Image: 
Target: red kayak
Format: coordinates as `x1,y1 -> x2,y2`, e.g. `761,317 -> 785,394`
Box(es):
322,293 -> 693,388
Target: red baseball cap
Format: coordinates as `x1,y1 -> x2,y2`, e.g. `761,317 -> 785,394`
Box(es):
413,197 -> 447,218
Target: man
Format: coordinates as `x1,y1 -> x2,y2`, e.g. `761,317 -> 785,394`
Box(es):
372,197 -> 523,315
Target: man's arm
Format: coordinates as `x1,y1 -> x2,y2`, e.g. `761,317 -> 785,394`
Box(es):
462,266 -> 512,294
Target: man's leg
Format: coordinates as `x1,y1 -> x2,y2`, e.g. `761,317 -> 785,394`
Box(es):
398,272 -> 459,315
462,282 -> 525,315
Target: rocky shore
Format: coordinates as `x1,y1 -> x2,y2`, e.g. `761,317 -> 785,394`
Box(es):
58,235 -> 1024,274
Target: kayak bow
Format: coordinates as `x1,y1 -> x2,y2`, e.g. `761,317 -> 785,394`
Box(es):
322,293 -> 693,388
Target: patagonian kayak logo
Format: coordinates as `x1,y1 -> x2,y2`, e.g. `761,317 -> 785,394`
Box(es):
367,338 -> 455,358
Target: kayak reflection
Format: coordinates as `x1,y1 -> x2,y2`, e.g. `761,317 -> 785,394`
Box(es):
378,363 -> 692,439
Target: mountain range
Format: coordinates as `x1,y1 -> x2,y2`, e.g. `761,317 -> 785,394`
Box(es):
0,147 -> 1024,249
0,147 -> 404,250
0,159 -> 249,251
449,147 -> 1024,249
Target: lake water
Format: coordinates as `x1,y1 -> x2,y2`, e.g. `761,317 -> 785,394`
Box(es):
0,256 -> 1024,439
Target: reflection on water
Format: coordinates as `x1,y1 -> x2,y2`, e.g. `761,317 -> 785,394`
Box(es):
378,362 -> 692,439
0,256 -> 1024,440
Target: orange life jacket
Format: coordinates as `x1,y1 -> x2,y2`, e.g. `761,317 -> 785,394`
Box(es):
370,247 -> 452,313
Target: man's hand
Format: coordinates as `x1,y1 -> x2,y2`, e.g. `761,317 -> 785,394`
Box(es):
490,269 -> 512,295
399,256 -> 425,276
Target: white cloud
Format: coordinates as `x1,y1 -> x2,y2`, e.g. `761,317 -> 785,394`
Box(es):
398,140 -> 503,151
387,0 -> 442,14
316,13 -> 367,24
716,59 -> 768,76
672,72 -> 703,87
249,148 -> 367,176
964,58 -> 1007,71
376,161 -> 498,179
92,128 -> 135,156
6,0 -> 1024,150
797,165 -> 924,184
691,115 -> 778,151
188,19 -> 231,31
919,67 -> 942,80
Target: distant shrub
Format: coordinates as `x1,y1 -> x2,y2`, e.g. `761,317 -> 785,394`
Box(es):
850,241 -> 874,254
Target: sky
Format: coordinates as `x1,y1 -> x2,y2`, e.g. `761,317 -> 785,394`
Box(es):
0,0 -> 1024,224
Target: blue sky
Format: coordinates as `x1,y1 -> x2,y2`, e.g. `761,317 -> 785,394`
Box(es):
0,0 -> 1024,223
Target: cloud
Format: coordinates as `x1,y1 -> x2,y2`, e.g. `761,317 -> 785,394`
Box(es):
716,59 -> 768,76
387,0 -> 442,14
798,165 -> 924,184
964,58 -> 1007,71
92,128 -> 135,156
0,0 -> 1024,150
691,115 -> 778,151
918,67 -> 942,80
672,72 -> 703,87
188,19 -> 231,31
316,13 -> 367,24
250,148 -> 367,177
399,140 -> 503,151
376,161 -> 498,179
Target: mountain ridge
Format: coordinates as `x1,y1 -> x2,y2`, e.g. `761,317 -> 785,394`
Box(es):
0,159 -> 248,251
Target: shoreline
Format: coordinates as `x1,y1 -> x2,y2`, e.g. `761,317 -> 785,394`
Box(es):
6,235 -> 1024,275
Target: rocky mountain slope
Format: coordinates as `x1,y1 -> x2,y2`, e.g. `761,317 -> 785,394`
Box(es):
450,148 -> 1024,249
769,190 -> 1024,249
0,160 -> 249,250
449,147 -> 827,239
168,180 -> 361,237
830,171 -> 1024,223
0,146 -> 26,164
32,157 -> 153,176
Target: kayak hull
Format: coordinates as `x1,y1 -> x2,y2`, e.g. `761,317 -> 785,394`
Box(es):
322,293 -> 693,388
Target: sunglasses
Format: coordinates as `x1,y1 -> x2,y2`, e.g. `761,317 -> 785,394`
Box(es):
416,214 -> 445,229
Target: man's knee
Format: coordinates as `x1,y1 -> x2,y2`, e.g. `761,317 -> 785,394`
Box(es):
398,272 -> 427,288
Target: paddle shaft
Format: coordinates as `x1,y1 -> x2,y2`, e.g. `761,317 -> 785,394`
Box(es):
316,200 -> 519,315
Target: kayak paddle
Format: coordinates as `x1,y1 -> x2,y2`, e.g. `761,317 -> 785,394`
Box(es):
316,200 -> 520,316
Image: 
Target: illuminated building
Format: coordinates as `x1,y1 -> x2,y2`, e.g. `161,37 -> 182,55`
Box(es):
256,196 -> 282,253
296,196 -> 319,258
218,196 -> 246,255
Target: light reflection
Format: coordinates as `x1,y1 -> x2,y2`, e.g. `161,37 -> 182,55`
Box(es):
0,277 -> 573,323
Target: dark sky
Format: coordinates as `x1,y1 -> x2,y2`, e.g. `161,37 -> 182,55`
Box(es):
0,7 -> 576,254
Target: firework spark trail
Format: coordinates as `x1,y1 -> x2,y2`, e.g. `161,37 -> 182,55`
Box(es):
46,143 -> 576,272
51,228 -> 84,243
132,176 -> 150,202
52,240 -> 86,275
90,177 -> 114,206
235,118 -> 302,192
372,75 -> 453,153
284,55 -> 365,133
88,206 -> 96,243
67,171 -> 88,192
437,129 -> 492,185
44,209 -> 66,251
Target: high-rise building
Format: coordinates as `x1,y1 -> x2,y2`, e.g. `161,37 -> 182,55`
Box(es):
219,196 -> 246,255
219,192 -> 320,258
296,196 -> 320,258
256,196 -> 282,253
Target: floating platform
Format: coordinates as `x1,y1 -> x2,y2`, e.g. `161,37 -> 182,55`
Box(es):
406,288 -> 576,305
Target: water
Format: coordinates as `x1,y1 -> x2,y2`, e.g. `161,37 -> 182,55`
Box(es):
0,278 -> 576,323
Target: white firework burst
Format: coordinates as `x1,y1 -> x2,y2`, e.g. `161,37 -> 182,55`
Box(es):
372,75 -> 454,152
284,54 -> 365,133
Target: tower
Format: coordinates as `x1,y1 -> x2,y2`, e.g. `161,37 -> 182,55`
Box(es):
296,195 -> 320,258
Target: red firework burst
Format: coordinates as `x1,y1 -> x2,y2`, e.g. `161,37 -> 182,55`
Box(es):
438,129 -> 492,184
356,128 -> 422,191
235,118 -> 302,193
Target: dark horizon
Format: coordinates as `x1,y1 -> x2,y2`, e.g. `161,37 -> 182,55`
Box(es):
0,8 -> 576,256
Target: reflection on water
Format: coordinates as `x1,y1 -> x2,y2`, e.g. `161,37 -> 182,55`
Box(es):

#####

[HINWEISE ZUR AUFGABE]: Kannst du alle Zeilen oben noch einmal wiedergeben und dabei "reflection on water" gegen "reflection on the lake" austauschen, ohne sonst etwas zu verändern?

[ERWARTETE ANTWORT]:
Image: 
Target: red kayak
Format: coordinates as `x1,y1 -> x2,y2`, e.g. `761,317 -> 785,394`
Box(es):
322,293 -> 693,388
Target: red baseball cap
Format: coordinates as `x1,y1 -> x2,y2`, e.g. `761,317 -> 785,394`
Box(es):
413,197 -> 447,218
Target: man
Format: coordinates as `x1,y1 -> x2,y2`, e.g. `761,317 -> 785,394`
Box(es):
372,197 -> 523,315
Target: man's arm
Format: coordinates as `x1,y1 -> x2,y2`, e.g. `761,317 -> 785,394`
Box(es):
462,266 -> 512,294
Target: man's leg
Format: coordinates as `x1,y1 -> x2,y2`, e.g. `761,317 -> 785,394`
Box(es):
398,272 -> 459,315
462,282 -> 525,315
Target: rocky shore
Format: coordinates as `x1,y1 -> x2,y2`, e.g. `761,317 -> 785,394`
Box(es):
58,235 -> 1024,274
Target: kayak bow
Format: coordinates as `x1,y1 -> x2,y2`, e.g. `761,317 -> 785,394`
Box(es):
322,293 -> 693,388
Target: patagonian kayak logo
Format: coordinates as `x1,y1 -> x2,y2`, e.g. `761,317 -> 785,394`
Box(es):
367,338 -> 455,358
Target: kayak reflection
Format: coordinates as `x1,y1 -> x2,y2`, e.g. `761,317 -> 785,394`
Box(es):
378,363 -> 692,439
Target: mountain range
Format: coordinates as `x1,y1 -> x2,y2`, e.g. `761,317 -> 785,394`
Box(es):
0,147 -> 1024,249
0,147 -> 404,250
0,159 -> 249,251
449,147 -> 1024,249
Target: lake water
Format: coordinates as `x1,y1 -> x2,y2`, e.g. `761,317 -> 785,394`
Box(es):
0,256 -> 1024,439
Target: reflection on the lake
Format: coordinates as `x1,y1 -> x2,y2`, e.g. `761,317 -> 785,394`
Box(es):
378,362 -> 692,439
0,256 -> 1024,440
Target: orange life jacket
Format: coordinates as `x1,y1 -> x2,y2`, e.g. `761,317 -> 785,394`
Box(es):
370,247 -> 452,313
Target: man's hand
Format: coordinates as `x1,y1 -> x2,y2`, e.g. `761,317 -> 785,394`
Box(es):
490,269 -> 512,295
399,256 -> 425,276
Target: white cloud
Format: coordinates as `x1,y1 -> x2,y2`, e.g. `761,317 -> 785,394`
Box(es):
398,140 -> 503,151
387,0 -> 442,14
316,13 -> 367,24
716,59 -> 768,76
672,72 -> 703,87
249,148 -> 367,176
964,58 -> 1007,71
376,161 -> 498,179
92,128 -> 135,156
6,0 -> 1024,150
797,165 -> 924,184
691,115 -> 778,151
188,19 -> 231,31
919,67 -> 942,80
Target: distant shrub
Format: coordinates as `x1,y1 -> x2,y2`, e.g. `761,317 -> 785,394`
Box(es):
850,241 -> 874,254
Target: sky
Format: coordinates as `x1,y1 -> x2,y2`, e.g. `761,317 -> 785,394`
Box(es):
0,0 -> 1024,224
Target: blue sky
Format: coordinates as `x1,y1 -> x2,y2`, e.g. `761,317 -> 785,394`
Box(es):
0,0 -> 1024,223
Target: cloud
Format: coordinates as `x1,y1 -> x2,y2`, e.g. `761,317 -> 785,394`
Box(es):
716,59 -> 768,76
387,0 -> 442,14
798,165 -> 924,184
964,58 -> 1007,71
92,128 -> 135,156
0,0 -> 1024,150
691,115 -> 778,151
918,67 -> 942,80
672,72 -> 703,87
188,19 -> 231,31
316,13 -> 367,24
250,148 -> 367,177
399,140 -> 503,151
376,161 -> 498,179
Target: mountain ridge
Format: coordinates as `x1,y1 -> x2,y2`, e.g. `761,317 -> 785,394`
Box(es):
0,159 -> 248,251
Target: shoreline
Format: coordinates as `x1,y1 -> x2,y2`, e.g. `761,317 -> 785,394`
Box(es):
6,235 -> 1024,275
Target: rocky mountain slope
Format: coordinates as `x1,y1 -> x2,y2`, e.g. `761,317 -> 785,394`
Box(es):
450,148 -> 1024,249
769,190 -> 1024,249
0,160 -> 249,250
449,147 -> 827,239
168,180 -> 361,237
830,171 -> 1024,223
0,146 -> 26,164
32,157 -> 153,176
Target: kayak hull
Format: coordinates as `x1,y1 -> x2,y2`, e.g. `761,317 -> 785,394`
Box(es):
322,293 -> 693,388
Target: sunglasses
Format: coordinates as `x1,y1 -> x2,y2`, e.g. `761,317 -> 785,394`
Box(es):
416,214 -> 445,229
Target: man's knee
Format: coordinates as `x1,y1 -> x2,y2`, e.g. `761,317 -> 785,394`
Box(es):
398,272 -> 427,288
Target: paddle shaft
Format: coordinates as `x1,y1 -> x2,y2`, e.g. `761,317 -> 785,394`
Box(es):
316,200 -> 519,315
Target: kayak paddle
Format: coordinates as `x1,y1 -> x2,y2`, e.g. `761,317 -> 785,394`
Box(es):
316,200 -> 520,316
Image: 
Target: illuminated building
Format: coordinates as `x1,y1 -> x2,y2`, e.g. `161,37 -> 182,55`
Box(es):
256,196 -> 282,253
296,196 -> 319,258
218,196 -> 246,255
Target: light reflection
Format: coordinates as `x1,y1 -> x2,y2`, e.g. `161,37 -> 182,55`
Box(es):
0,277 -> 573,323
Target: dark sky
Format: coordinates as `x1,y1 -> x2,y2`, e.g. `161,37 -> 182,55`
Box(es):
0,7 -> 576,254
Target: firework spark trail
Format: coordinates as `x1,y1 -> x2,y2`, e.g. `161,37 -> 182,55`
Box(es):
46,143 -> 576,272
51,228 -> 84,243
132,176 -> 150,202
52,240 -> 86,275
90,177 -> 114,206
235,118 -> 302,192
372,75 -> 453,153
284,55 -> 365,133
88,206 -> 96,243
67,171 -> 88,192
437,129 -> 492,185
44,209 -> 66,251
Target: high-rise building
Format: coordinates as `x1,y1 -> x2,y2`, e.g. `161,37 -> 182,55`
Box(es):
219,196 -> 246,255
219,192 -> 320,258
296,196 -> 320,258
256,196 -> 282,253
Target: floating platform
Format: coordinates as `x1,y1 -> x2,y2`, e.g. `161,37 -> 182,55`
Box(es):
406,288 -> 576,305
Target: water
Format: coordinates as `x1,y1 -> x2,y2`, e.g. `161,37 -> 182,55`
Box(es):
0,278 -> 576,323
Target: white firework burst
Format: coordinates as `x1,y1 -> x2,y2`, e.g. `161,37 -> 182,55`
Box(es):
372,75 -> 454,152
284,54 -> 365,133
Target: tower
Format: coordinates as `x1,y1 -> x2,y2`, e.g. `161,37 -> 182,55`
Box(es):
296,195 -> 320,258
Target: red firework burst
Format: coordinates as `x1,y1 -> x2,y2`, e.g. `161,37 -> 182,55`
Box(es):
438,129 -> 492,184
356,128 -> 422,191
235,118 -> 302,193
Target: dark horizon
Format: coordinates as `x1,y1 -> x2,y2`, e.g. `161,37 -> 182,55`
Box(es):
0,8 -> 576,256
Target: reflection on the lake
Format: coordinates as `x1,y1 -> x2,y2`, e.g. `161,37 -> 182,55`
Box(es):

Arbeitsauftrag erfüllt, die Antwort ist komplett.